167 As outlined in proposed WAC 480-100-620(17), the final IRP should address appropriate points and public input received after the utility files its draft IRP, including those received through the commission's open meeting public comment process.
168 In its comments related to the 2021 IRP cycle, PSE asserts the IRP is being developed on a schedule that does not allow for all IRP analyses to be completed in time for the draft submittal, with certain modeling components still in development. As outlined in proposed WAC 480-100-620 (11)(a), for the utility to determine its preferred portfolio, the utility must complete the modeling necessary to meet the clean energy transformation standards in WAC 480-100-610 (1)-(3) at the lowest reasonable cost. Lowest reasonable cost is defined in RCW 19.280.020(11), but in its essence, it addresses the utility's obligation to balance cost and risk. The utility must complete modeling and analysis to properly address market-volatility risks, demand-side resource uncertainties, resource dispatchability, resource effect on system operation, the risks imposed on the utility and its customers, public policies regarding resource preference adopted by Washington or the federal government, and the cost of risks associated with environmental effects, including emissions of carbon dioxide. We understand the 2021 cycle is unique and the first under CETA directives, with accompanying modeling and timing challenges. We will provide flexibility in the first round of submissions. Looking ahead to future IRP cycles, the utility must consider the risks outlined in the statutory definition of lowest reasonable cost in its portfolio analysis and selection of the utility's preferred portfolio identified in its draft IRP. Further, after the 2021 cycle, the utility will have a few years to adjust its internal timelines to meet the new IRP schedule, including the draft IRP.
169Two-year progress report. WAC 480-100-625(4). In response to the first discussion draft of the IRP rules released in November 2019, NWEC, Front and Centered, Climate Solutions, WEC, Vashon Climate Action Group, Sierra Club, Invenergy, and Northwest and Intermountain Power Producers Coalition (NIPPC), signaled opposition to the requirement of waiting four years in the utility planning process for the utility to file an updated IRP. Stakeholders voiced concerns that utility data may lag behind the best available technology and pricing.

Given information>
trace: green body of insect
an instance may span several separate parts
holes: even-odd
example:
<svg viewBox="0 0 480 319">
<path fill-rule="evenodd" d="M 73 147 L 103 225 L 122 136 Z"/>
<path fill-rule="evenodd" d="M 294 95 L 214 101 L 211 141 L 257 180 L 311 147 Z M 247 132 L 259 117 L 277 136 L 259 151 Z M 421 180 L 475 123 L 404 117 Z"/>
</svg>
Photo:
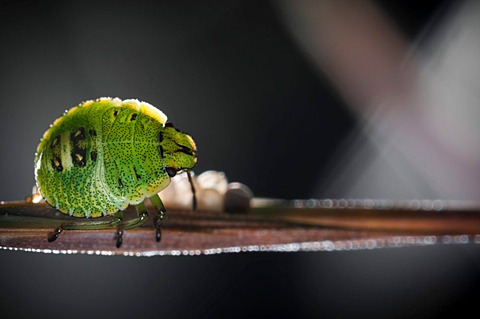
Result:
<svg viewBox="0 0 480 319">
<path fill-rule="evenodd" d="M 148 103 L 101 98 L 73 107 L 51 125 L 38 145 L 37 187 L 47 203 L 65 214 L 113 218 L 64 223 L 49 240 L 63 229 L 116 227 L 120 246 L 124 229 L 148 219 L 145 198 L 158 212 L 160 240 L 165 208 L 158 192 L 176 173 L 189 173 L 196 162 L 193 139 Z M 122 210 L 128 205 L 135 205 L 138 218 L 123 221 Z"/>
</svg>

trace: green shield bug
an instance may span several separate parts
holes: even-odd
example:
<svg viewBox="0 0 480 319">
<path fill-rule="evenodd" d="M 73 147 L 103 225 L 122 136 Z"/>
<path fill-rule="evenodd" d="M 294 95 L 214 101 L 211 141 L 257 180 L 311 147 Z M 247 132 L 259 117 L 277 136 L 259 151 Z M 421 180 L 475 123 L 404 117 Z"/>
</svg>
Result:
<svg viewBox="0 0 480 319">
<path fill-rule="evenodd" d="M 116 245 L 125 229 L 148 220 L 144 200 L 157 211 L 156 240 L 166 210 L 158 192 L 170 178 L 197 162 L 196 146 L 154 106 L 138 100 L 100 98 L 83 102 L 58 118 L 45 132 L 35 154 L 35 180 L 52 207 L 73 217 L 111 216 L 64 222 L 49 235 L 54 241 L 63 230 L 116 228 Z M 123 220 L 123 210 L 134 205 L 137 217 Z"/>
</svg>

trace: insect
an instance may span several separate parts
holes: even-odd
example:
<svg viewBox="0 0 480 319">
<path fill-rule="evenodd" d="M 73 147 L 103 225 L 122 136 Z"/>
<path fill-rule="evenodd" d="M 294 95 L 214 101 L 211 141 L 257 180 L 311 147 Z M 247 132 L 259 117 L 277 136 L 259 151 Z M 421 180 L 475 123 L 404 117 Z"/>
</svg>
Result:
<svg viewBox="0 0 480 319">
<path fill-rule="evenodd" d="M 167 122 L 167 116 L 138 100 L 100 98 L 83 102 L 58 118 L 44 133 L 35 154 L 35 180 L 48 204 L 84 221 L 64 222 L 48 241 L 63 230 L 116 228 L 116 246 L 123 231 L 148 220 L 144 200 L 157 215 L 158 241 L 166 210 L 158 192 L 170 178 L 186 172 L 195 209 L 195 189 L 190 170 L 197 163 L 193 139 Z M 136 218 L 123 219 L 123 210 L 134 205 Z M 111 216 L 111 219 L 95 220 Z"/>
</svg>

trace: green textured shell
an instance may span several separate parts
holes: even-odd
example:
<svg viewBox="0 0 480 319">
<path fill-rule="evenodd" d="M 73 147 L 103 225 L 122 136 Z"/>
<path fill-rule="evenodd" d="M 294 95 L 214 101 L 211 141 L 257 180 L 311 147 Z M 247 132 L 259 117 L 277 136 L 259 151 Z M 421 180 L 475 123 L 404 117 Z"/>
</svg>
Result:
<svg viewBox="0 0 480 319">
<path fill-rule="evenodd" d="M 166 120 L 138 100 L 101 98 L 71 108 L 38 145 L 35 178 L 41 195 L 63 213 L 99 217 L 158 193 L 170 182 L 159 138 Z M 194 149 L 193 140 L 188 142 Z"/>
</svg>

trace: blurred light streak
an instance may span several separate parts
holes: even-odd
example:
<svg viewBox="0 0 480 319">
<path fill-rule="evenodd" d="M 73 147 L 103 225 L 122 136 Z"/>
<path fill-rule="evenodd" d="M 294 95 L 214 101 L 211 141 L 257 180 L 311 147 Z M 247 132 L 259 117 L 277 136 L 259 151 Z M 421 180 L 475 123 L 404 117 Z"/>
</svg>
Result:
<svg viewBox="0 0 480 319">
<path fill-rule="evenodd" d="M 479 2 L 451 6 L 414 43 L 369 1 L 284 1 L 279 9 L 358 118 L 319 197 L 480 197 Z"/>
</svg>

Work instructions>
1: Transcribe the IRP rulemaking text starting with "167 As outlined" and going on through "public comment process.".
2: In the IRP rulemaking text, when was the first discussion draft of the IRP rules released?
Use only the IRP rulemaking text, not the listing.

Answers>
1:
167 As outlined in proposed WAC 480-100-620(17), the final IRP should address appropriate points and public input received after the utility files its draft IRP, including those received through the commission's open meeting public comment process.

2: November 2019